▶ [What you need to do]:
Can you duplicate the entries below word for word, beginning at the line that contains "point_to MUST indicate the skid" and continuing through the end of the entries?

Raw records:
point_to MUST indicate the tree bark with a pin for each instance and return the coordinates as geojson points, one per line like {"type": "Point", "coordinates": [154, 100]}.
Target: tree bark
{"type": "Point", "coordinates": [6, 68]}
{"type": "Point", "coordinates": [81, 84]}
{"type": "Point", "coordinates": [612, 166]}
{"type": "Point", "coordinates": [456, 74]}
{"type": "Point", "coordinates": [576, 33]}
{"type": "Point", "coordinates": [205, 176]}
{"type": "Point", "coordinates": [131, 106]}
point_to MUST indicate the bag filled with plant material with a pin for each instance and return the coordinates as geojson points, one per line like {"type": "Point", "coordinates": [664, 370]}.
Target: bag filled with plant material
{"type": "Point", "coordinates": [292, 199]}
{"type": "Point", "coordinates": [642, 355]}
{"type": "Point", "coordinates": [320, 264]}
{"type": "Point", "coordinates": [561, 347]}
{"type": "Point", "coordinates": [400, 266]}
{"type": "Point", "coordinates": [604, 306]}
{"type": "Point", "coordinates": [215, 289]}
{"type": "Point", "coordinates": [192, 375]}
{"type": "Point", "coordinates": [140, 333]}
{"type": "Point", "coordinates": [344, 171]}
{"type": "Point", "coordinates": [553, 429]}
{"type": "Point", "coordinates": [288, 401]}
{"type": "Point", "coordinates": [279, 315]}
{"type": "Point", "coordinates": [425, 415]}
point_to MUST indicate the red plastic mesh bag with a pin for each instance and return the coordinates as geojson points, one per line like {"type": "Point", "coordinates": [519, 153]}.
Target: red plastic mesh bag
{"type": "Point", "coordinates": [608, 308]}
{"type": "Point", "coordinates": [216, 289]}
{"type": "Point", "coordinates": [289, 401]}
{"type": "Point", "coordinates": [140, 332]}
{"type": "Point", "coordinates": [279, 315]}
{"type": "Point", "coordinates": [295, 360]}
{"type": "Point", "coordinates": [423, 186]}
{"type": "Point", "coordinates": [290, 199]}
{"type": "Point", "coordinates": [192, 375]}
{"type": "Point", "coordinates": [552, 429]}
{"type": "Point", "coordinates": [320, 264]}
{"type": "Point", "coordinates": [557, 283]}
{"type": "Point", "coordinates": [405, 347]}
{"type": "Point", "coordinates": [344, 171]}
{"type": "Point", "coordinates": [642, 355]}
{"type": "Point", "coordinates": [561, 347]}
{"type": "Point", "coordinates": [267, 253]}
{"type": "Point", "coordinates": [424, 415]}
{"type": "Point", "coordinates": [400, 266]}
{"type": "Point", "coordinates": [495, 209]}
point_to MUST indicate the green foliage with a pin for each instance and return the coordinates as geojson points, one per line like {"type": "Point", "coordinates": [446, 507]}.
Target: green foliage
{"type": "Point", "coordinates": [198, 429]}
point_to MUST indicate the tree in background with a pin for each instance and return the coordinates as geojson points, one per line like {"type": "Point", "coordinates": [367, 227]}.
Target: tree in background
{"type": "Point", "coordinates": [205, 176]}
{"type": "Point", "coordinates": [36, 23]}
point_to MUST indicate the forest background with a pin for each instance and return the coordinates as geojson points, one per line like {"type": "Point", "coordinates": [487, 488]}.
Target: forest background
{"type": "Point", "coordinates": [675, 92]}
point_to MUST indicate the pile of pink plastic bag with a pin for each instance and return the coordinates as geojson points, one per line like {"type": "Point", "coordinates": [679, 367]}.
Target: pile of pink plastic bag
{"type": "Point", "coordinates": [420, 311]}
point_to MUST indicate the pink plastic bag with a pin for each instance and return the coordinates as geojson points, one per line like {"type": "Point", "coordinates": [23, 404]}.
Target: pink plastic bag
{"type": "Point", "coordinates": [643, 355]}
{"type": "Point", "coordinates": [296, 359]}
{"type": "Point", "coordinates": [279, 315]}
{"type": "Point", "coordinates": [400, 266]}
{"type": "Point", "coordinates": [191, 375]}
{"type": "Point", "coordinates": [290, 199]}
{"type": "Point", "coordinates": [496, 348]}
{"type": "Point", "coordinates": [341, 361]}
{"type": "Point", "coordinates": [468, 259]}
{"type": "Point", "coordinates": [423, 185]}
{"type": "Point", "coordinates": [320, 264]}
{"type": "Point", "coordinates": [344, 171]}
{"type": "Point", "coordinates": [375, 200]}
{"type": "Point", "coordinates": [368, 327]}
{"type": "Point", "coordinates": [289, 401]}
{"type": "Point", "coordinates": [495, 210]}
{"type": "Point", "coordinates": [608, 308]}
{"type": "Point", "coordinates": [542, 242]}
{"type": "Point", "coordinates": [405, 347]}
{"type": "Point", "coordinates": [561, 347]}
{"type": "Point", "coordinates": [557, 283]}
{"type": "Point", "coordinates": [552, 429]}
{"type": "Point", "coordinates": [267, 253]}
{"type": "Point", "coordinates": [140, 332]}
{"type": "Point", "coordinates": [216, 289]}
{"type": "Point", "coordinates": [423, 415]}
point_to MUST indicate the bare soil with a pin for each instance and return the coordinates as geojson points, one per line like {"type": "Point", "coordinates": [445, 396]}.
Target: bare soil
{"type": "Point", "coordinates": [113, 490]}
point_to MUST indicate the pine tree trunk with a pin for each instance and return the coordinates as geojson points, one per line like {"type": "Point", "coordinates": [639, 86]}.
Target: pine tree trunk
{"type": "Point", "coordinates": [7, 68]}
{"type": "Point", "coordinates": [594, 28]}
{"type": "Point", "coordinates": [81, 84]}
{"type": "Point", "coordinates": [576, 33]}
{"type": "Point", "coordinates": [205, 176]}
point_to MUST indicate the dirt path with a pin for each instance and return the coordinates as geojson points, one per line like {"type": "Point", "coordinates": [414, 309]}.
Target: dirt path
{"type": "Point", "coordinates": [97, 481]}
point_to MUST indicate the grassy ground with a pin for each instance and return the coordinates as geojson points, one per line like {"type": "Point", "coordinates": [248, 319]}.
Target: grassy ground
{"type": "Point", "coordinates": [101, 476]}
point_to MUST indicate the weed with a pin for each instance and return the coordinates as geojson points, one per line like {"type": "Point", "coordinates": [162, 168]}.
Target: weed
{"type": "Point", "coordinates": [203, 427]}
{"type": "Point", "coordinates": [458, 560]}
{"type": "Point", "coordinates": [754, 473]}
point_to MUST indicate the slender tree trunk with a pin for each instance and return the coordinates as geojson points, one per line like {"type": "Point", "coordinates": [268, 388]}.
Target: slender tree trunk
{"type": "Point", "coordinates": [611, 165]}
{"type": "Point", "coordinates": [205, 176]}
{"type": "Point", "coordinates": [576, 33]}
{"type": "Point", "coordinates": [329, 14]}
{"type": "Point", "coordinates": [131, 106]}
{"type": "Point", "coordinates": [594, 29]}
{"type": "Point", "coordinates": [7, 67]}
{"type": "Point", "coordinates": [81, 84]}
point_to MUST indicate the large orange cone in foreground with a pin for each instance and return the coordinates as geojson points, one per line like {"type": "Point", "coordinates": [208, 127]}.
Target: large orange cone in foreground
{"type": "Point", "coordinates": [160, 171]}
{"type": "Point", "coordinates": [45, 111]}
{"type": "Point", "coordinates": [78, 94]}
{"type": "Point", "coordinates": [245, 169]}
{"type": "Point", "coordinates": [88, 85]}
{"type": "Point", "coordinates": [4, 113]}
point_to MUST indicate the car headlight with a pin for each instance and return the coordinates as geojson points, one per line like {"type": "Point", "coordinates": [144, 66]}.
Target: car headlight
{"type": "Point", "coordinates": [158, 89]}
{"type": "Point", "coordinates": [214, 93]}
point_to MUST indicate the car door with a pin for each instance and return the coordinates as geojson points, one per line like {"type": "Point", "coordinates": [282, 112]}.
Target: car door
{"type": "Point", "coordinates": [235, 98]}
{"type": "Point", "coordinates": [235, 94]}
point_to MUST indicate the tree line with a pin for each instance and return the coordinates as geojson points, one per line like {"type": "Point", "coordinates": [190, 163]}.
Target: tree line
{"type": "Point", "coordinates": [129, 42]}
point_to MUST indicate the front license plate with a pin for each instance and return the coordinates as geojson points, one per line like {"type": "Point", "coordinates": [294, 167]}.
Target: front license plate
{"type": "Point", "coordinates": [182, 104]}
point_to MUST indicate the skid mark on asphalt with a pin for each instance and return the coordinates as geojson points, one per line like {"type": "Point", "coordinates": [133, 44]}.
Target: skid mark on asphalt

▶ [Final result]:
point_to MUST indicate the skid mark on asphalt with a pin for each instance and return the coordinates as geojson points, one per line like {"type": "Point", "coordinates": [133, 44]}.
Target: skid mark on asphalt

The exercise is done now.